:: Provided entries
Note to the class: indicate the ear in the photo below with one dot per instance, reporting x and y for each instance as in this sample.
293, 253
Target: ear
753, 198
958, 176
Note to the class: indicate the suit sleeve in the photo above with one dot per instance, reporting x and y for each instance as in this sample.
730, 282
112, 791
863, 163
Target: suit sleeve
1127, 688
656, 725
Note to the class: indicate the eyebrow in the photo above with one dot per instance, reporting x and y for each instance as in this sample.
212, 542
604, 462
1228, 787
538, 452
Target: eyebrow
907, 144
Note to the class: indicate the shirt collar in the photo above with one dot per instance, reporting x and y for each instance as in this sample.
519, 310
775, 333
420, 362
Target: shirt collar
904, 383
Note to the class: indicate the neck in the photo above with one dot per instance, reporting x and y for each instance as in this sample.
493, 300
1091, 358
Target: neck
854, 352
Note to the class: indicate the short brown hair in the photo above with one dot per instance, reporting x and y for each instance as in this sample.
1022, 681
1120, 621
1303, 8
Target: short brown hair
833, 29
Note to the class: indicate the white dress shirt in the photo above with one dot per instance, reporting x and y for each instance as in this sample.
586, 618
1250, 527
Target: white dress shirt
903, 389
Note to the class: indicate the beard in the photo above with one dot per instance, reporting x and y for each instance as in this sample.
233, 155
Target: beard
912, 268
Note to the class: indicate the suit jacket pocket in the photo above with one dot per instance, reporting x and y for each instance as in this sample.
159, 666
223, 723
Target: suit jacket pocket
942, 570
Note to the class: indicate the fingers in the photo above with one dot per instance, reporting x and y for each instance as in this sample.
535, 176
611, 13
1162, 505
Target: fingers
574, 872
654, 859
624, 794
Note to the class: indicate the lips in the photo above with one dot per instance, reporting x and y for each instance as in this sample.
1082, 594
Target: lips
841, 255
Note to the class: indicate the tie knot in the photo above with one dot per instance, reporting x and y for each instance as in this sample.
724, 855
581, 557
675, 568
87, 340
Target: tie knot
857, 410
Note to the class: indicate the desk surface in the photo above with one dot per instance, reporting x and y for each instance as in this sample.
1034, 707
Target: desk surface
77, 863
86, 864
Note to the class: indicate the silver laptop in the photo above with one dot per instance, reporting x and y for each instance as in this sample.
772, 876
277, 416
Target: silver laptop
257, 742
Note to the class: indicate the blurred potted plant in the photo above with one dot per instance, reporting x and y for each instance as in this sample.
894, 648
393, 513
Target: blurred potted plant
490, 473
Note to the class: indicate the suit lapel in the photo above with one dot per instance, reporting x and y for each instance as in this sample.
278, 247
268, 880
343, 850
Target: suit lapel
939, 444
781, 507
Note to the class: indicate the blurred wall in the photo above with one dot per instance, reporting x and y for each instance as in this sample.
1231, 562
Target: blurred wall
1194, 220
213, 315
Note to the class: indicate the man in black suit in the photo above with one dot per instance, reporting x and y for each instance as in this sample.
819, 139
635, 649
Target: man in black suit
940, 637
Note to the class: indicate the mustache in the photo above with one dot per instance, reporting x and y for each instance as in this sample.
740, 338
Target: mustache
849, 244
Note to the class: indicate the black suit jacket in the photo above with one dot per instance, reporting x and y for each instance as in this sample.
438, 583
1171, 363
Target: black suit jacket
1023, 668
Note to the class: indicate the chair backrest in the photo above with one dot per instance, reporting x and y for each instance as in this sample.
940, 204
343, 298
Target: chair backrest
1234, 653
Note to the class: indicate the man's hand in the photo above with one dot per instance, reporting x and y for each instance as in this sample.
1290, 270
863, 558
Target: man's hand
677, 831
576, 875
::::
Task details
Repeat every record exactly as written, please.

Result below
Note to the class: indicate the ear in the photo below with one dot per instance, reporting x and y for each instance as in this sample.
293, 253
Target: ear
753, 198
958, 176
Note to the class: indicate the suit sleeve in the photo above with one dot per instance, reporting x and y for each instance as in this sample.
730, 282
112, 791
863, 163
Target: suit sleeve
1127, 688
656, 725
Note to the class: indicate the eyebrow in the photo above with one dot per instance, reporting x and y for each instance as in this sample.
212, 542
604, 462
1228, 787
538, 452
Target: eyebrow
907, 144
Note to the class: indicate the shirt collar in the photo above with one dot per instance, reporting x and y for each instance as in this sample.
519, 310
775, 333
420, 362
Target: shirt collar
904, 383
Note to the class: indicate the neck in the photo above with one dot per instance, reporting x and y for each instance as in this sample.
493, 300
1091, 358
Target: neck
854, 352
Note to the class: indicate the short brown hair in the photo above with one dot per instance, reporting x and y for each instance as in this sample.
1022, 681
1120, 621
1303, 8
Target: short brown hair
833, 29
Note to the class: indicate the white dress shirt in the photo above with one dot per instance, reporting x and y for each instance as in this sample.
586, 618
1250, 527
Target: white dress shirt
903, 389
Note to the class: indicate the beard in the photo above with one dot per instance, reporting x and y for each instance as in this sample.
233, 155
Target: beard
912, 268
Note to the class: indicate the suit jacket pocket in the photo above with one dot per instance, reporting x and y for each instance as in this sample.
159, 666
223, 723
Target: suit jacket pocket
942, 570
Note to the class: indicate the fingers in the photo above with one dot per instance, reporting x and y for each instance as in this sample.
535, 176
611, 13
1162, 505
Target: fingers
574, 872
654, 859
624, 794
Note to the class: indicate the lips in the photo above with one dot per instance, reporting x and y for each instance as in this sample.
1082, 594
Target: lips
841, 255
Note to the class: indicate the tie knot in the photo above with one dot per instance, reporting x and y for each instance as in this sample.
724, 855
581, 557
675, 568
87, 340
Target: tie knot
857, 410
Note to the class: indicate the desk surface in the photo above with one dot per instance, reporting x and y for each instance as in this sample.
1034, 707
Target: desk surface
77, 863
86, 864
Note to the class: indicate the silver laptop in the photo above with one dot per instance, reporting x and y for each instance as in this sample.
772, 876
277, 416
Target: silver laptop
257, 742
Note to the class: indicate the blurred potted plant in the photo above with one dot per instance, reporting x and y for each instance as in this sample.
894, 648
393, 513
Target: blurred potted plant
490, 473
Note to the class: indicate the suit lapel in the photo above with one dot per instance, reporting x and y for each instance as in this sample.
278, 247
268, 880
343, 850
Target: suit lapel
939, 444
781, 507
Note to the class: indicate the blurred wall in the photo above with one dot per instance, reporting x and y for each instance as in this sample.
1231, 562
Target: blurred wall
1194, 220
213, 315
Note to the class: indicate the man in black suit in the photo above with one dot per instance, reporting x and y for each instance as in this sample.
819, 139
635, 649
Target: man in black suit
940, 637
Note to the class: indicate the mustache in the photo above with one dot per instance, reporting x and y for each instance as in this sample.
740, 338
Target: mustache
849, 244
Note to the class: indicate the black suit jacket in the photo above with one dot per instance, reporting x and y for each instance as in this sample.
438, 583
1171, 363
Target: black suit jacket
1023, 668
Note to the class: indicate the chair backrest in the photo above with one dot per instance, reporting x and y for each instance as in this sample.
940, 204
343, 298
Target: chair backrest
1234, 653
Note to the class: indicate the man's hand in the photo above with one dot per instance, reporting x and y for each instance as in this sample.
1290, 270
863, 558
Target: man's hand
677, 831
576, 875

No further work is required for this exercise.